# WORK TASK
Could you set down every one of the following records again, line for line, without changing anything?

# Segmentation mask data
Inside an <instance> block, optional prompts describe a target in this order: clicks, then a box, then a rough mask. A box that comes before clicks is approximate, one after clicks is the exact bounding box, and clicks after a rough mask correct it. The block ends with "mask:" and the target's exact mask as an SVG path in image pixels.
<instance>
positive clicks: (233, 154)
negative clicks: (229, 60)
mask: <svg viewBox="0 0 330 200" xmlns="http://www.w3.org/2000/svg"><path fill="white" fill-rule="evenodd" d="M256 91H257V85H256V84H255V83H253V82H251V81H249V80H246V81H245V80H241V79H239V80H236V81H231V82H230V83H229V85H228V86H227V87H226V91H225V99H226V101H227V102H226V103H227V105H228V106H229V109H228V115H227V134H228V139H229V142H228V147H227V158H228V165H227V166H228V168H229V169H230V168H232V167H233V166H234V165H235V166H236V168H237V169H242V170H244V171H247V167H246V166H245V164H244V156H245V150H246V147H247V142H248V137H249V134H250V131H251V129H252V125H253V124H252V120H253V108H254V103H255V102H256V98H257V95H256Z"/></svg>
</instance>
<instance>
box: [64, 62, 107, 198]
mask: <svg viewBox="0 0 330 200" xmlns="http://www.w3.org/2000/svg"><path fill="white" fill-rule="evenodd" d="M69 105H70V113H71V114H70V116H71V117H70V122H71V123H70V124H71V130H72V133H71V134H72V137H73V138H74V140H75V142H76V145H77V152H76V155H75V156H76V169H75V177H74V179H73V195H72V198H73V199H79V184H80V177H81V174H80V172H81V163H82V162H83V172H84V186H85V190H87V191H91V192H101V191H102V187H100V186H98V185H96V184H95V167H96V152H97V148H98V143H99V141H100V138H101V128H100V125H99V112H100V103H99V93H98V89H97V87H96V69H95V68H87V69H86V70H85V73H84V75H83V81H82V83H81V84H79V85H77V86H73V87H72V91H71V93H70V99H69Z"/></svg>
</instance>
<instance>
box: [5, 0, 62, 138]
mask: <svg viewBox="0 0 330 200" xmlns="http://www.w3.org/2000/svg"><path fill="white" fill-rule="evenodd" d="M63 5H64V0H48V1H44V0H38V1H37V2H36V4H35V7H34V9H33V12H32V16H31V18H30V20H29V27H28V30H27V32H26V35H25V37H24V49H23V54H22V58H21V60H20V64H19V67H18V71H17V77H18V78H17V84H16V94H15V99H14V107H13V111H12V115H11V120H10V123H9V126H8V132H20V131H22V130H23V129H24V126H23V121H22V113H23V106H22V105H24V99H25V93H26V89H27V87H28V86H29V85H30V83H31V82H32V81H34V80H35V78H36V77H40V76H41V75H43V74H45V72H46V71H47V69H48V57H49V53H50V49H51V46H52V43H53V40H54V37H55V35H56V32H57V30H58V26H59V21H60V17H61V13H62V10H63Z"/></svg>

# EXPECTED OUTPUT
Inside an <instance> block, optional prompts describe a target in this order: clicks, then a box, then a rough mask. A box that comes before clicks is approximate, one after clicks is the exact bounding box, and clicks after a rough mask correct it. The block ends with "mask:" and the target's exact mask as an SVG path in image pixels.
<instance>
positive clicks: (233, 154)
negative clicks: (229, 60)
mask: <svg viewBox="0 0 330 200" xmlns="http://www.w3.org/2000/svg"><path fill="white" fill-rule="evenodd" d="M256 91H257V85H256V84H255V83H253V82H251V81H249V80H246V81H245V80H241V79H239V80H236V81H231V82H230V83H229V85H228V86H227V87H226V91H225V99H226V101H227V102H226V103H227V105H228V106H229V109H228V115H227V134H228V139H229V142H228V147H227V158H228V165H227V166H228V168H229V169H230V168H232V167H233V166H234V165H235V166H236V168H237V169H242V170H244V171H247V167H246V166H245V164H244V156H245V150H246V147H247V142H248V137H249V134H250V131H251V129H252V125H253V124H252V120H253V108H254V103H255V102H256V98H257V95H256Z"/></svg>
</instance>
<instance>
box: [64, 62, 107, 198]
mask: <svg viewBox="0 0 330 200" xmlns="http://www.w3.org/2000/svg"><path fill="white" fill-rule="evenodd" d="M69 105H70V113H71V114H70V116H71V117H70V122H71V123H70V124H71V130H72V133H71V134H72V137H73V138H74V140H75V142H76V145H77V152H76V155H75V156H76V169H75V177H74V179H73V195H72V198H73V199H79V184H80V177H81V174H80V172H81V163H82V162H83V172H84V186H85V190H87V191H91V192H101V191H102V187H100V186H98V185H96V184H95V167H96V152H97V148H98V143H99V141H100V138H101V128H100V125H99V112H100V103H99V93H98V89H97V87H96V69H95V68H87V69H86V70H85V73H84V75H83V81H82V83H81V84H79V85H77V86H73V87H72V91H71V93H70V99H69Z"/></svg>
</instance>
<instance>
box: [5, 0, 62, 138]
mask: <svg viewBox="0 0 330 200" xmlns="http://www.w3.org/2000/svg"><path fill="white" fill-rule="evenodd" d="M63 5H64V0H48V1H44V0H38V1H37V2H36V4H35V7H34V9H33V12H32V16H31V18H30V20H29V27H28V30H27V32H26V35H25V37H24V49H23V54H22V58H21V60H20V64H19V67H18V71H17V77H18V78H17V84H16V94H15V99H14V107H13V111H12V115H11V120H10V123H9V126H8V132H20V131H22V130H23V129H24V126H23V121H22V113H23V106H22V105H24V99H25V93H26V89H27V87H28V86H29V85H30V83H31V82H32V81H34V80H35V78H36V77H40V76H41V75H43V74H45V72H46V71H47V69H48V57H49V53H50V49H51V46H52V43H53V40H54V37H55V35H56V32H57V30H58V26H59V21H60V17H61V13H62V10H63Z"/></svg>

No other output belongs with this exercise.